Supplied passage:
----
1 My son, attend unto my wisdom,
And bow thine ear to mine understanding;
2 That thou mayest regard discretion,
And that thy lips may keep knowledge.
Throughout the book, the need of more than casual attention to the words of wisdom is enforced. To hear with no thought of heeding, is not what is contemplated; but the bowing of the ear to understanding, in order that discretion may be regarded and knowledge kept. That servant which knew his Lord’s will and did it not was to be beaten with many stripes. When God stoops to make known His will, it should be esteemed, not merely as duty, but as privilege, to obey.
3 For the lips of a strange woman drop as a honeycomb,
And her mouth is smoother than oil:
4 But her end is bitter as worm-wood,
Sharp as a two-edged sword.
5 Her feet go down to death;
Her steps take hold on sheol.
6 Lest thou ponder the path of life,
Her ways are moveable that thou canst not know them.
Fair and plausible are the words of the stranger-temptress; dark and terrible the ending of association with her. She plies her awful avocation today as of old, and thousands are her victims. Like the harlot-church of the closing book in our Bibles, she seduces and deceives, turning the heart away from the simplicity of the paths of truth, and leading to death and sheol. Many are her devices to delude the unwary; movable her ways, that their evil direction may not be known. Nothing is more attractive to the refuser of Wisdom’s words than the specious pleas of this deceptive system. The only safety is in cleaving to the words of God; hence the admonition in the verses that follow.
7 Hear me now therefore, O ye sons,
And depart not from the sayings of my mouth.
8 Remove thy way far from her,
And come not nigh the entrance of her house:
9 Lest thou give thine honor unto others,
And thy years unto the cruel ones:
10 Lest strangers he filled with thy wealth;
And thy labors be in the house of a stranger;
11 And thou mourn at the last,
When thy flesh and thy body are consumed,
12 And say, How have I hated instruction,
And my heart despised reproof;
13 And have not harkened to the voice of my teachers,
Nor inclined mine ear to them that instructed me!
14 1 was almost in all evil
In the midst of the congregation and assembly.
----
Record set:

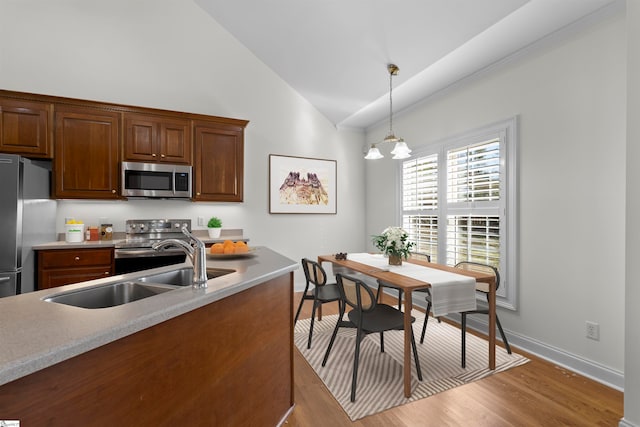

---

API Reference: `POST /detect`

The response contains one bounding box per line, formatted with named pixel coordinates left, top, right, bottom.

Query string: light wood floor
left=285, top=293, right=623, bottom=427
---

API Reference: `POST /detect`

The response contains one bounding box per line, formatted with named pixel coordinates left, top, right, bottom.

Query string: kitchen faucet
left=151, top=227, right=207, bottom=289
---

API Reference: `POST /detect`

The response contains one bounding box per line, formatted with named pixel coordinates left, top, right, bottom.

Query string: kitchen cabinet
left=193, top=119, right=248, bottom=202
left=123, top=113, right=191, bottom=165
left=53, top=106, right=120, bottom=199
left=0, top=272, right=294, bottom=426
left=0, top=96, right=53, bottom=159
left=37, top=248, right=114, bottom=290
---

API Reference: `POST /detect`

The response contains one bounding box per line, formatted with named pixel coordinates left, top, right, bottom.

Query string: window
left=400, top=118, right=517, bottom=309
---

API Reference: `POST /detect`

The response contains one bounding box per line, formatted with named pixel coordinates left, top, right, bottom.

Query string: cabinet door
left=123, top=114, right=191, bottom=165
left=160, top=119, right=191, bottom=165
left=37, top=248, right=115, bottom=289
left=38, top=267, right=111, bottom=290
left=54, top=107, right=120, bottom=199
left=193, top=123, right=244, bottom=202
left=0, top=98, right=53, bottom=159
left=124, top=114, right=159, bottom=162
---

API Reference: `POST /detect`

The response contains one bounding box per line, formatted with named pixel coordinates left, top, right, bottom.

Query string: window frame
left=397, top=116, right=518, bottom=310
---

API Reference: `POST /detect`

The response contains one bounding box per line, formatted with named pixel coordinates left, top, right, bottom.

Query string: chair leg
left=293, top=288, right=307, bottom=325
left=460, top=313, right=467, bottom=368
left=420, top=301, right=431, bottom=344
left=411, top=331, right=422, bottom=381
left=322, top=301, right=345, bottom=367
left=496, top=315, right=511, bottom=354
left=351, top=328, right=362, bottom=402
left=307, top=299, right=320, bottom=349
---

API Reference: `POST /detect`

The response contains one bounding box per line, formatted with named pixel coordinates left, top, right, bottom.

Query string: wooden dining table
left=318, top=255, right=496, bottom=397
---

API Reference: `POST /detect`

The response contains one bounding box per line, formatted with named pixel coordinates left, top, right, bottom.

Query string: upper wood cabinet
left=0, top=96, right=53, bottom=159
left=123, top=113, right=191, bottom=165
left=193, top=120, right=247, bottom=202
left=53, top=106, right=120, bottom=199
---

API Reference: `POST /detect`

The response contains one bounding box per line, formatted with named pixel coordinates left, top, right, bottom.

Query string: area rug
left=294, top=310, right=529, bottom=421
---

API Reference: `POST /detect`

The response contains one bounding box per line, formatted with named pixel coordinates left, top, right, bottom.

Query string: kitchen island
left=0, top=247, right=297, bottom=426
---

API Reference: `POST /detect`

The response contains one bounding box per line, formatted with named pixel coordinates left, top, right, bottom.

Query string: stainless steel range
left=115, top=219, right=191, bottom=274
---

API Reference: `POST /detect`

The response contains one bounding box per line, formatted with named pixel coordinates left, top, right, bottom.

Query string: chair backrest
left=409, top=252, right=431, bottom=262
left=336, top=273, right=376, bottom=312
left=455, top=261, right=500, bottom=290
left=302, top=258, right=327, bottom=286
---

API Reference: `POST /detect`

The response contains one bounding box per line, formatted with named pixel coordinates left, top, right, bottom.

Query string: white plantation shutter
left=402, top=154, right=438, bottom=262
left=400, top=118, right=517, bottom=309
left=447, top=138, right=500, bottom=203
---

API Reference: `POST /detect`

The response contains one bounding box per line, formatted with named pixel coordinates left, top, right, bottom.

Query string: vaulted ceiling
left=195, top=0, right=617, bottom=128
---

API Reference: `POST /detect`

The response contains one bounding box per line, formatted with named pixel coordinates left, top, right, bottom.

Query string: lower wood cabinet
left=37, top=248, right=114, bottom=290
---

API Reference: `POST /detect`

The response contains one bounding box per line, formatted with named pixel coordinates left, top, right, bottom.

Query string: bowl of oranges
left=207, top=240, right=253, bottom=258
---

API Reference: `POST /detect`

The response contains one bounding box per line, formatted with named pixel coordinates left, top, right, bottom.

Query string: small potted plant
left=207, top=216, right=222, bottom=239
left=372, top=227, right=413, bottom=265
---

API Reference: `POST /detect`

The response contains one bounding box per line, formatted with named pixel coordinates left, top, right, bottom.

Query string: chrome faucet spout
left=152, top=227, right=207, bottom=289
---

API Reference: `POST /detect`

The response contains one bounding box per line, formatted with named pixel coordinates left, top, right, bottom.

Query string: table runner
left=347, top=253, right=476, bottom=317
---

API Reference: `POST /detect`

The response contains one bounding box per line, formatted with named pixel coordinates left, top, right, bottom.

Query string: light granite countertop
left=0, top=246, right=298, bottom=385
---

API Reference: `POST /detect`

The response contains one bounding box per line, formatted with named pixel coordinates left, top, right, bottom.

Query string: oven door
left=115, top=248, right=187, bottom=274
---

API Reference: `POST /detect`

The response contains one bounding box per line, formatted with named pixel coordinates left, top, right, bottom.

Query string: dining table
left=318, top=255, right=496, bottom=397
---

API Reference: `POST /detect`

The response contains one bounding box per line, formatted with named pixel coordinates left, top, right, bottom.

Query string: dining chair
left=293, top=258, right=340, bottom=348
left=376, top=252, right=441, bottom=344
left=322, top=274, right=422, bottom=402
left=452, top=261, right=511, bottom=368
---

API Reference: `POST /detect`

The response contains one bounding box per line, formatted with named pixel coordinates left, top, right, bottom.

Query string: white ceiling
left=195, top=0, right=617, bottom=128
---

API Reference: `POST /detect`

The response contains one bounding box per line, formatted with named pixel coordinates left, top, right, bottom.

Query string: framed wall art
----
Pick up the commentary on Proverbs 5 from its last line and continue it.

Result for this exercise:
To learn by painful experience, if the word of God is not bowed to, is a bitter and solemn thing. God is not mocked; what is sown must be reaped. The unsteady hand, the confused brain, the bleared eye, premature age and weakened powers; with days and nights of folly to look back on with regret that can never be banished from the memory: such are a few of the results of failing to heed the advice of wisdom in the natural world. And in the spiritual we have what answer to all these—inability to try the things that differ, weakened spiritual susceptibilities, unsteadiness of behavior, loss in time and loss at the judgment seat of Christ; such are some of the sad effects of refusing the path of separation from apostate religion in this day of Christ’s rejection.
Throughout this collection of Proverbs, the strange woman is looked upon as an intruder from the outside, not a daughter of Israel who has been betrayed from the path of virtue. The law declared there was to be no harlot among the woman of the chosen people. It was from the surrounding countries the temptresses entered to seduce the young men of the separated nation. Hence the “strange woman”: not “strange” in the sense of peculiar; but the stranger-woman who plied her meretricious arts to deceive those who should be holy to the Lord. But so low had become the moral state of Israel, that even the daughters of the people of God had fallen into the degradation of the heathen, as is evident from the words already noticed in chapter 2:17. Though called a “stranger” or “foreigner,” she had “forsaken the guide of her youth, and forgotten the covenant of her God.” Hence she is viewed as an outsider, having no place in the congregation of the Lord.
Sanctified wedded love, in contrast to the loose and godless ways of what has been presented, we now have brought before us.
15 Drink waters out of thine own cistern,
And running waters out of thine own well.
16 Let thy fountains be dispersed abroad
And rivers of waters in thy streets
17 Let them be only thine own,
And not strangers’ with thee.
18 Let thy fountain be blessed;
And rejoice with the wife of thy youth.
19 Let her be as the loving hind and pleasant roe;
Let her breasts satisfy thee at all times;
And be thou ravished always with her love.
20 And why wilt thou, my son, be ravished with a strange woman,
And embrace the bosom of a stranger?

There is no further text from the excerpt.